_GIVEN TEXT_:
• • •
We will clean up the code a little and assign our methods AFTER we assign our read only properties. This will result in the read only items being at the top of the object when you do a console.log() on it.

The final _model.js file Link to heading

So our final _model.js file should look something like this:

// version 4 of _model.js
module.exports = (config) => {
  /*
   *  GUARD
   */
  function _guard(config) {
    return (record) => {
      if (Array.isArray(config.guarded)) {
        for (const field of config.guarded) {
          delete record[field]
        }
      }
      return record
    }
  }

  /*
   *  POPULATE
   */
  function _populate(config) {
    return (data) => {
      let output = {}
      if (config.schema && config.schema.properties) {
        for (const field of Object.keys(config.schema.properties)) {
          let prop = config.schema.properties[field]
          let val = data[field]
          // only include properties from the data variable that
          // a) exist in the schema properties list, and
          // b) are assigned a value (skip undefined values)
• • •
_SUPPLIED INFORMATION_:
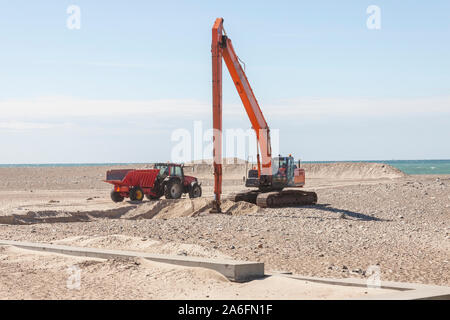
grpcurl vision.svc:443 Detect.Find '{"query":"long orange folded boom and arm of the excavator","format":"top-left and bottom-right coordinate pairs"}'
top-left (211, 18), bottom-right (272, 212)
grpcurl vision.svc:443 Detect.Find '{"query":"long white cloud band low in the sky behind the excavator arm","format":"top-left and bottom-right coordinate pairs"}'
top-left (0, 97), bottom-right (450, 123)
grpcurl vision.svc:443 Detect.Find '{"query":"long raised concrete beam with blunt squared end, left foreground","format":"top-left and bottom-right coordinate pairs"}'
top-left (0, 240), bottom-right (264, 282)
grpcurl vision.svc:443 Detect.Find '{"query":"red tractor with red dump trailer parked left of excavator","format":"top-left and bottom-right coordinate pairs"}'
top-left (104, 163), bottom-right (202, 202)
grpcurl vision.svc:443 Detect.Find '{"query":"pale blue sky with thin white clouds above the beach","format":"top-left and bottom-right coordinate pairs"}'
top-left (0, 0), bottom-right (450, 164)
• • •
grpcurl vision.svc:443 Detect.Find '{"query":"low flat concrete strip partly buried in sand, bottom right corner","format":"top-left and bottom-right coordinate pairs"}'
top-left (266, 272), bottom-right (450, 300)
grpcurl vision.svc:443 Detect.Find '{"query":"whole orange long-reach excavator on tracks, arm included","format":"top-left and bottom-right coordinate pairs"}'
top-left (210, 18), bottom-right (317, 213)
• • •
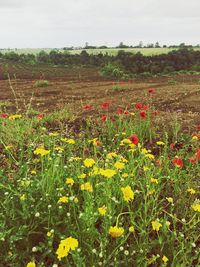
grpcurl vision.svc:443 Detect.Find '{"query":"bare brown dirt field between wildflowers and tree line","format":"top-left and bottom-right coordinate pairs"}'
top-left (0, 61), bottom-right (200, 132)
• • •
_TASK_: From the _model.js tutorial above, copy out word for word the part that opens with the words containing "We will clean" and closes with "console.log() on it.".

_PROBLEM SOLUTION_:
We will clean up the code a little and assign our methods AFTER we assign our read only properties. This will result in the read only items being at the top of the object when you do a console.log() on it.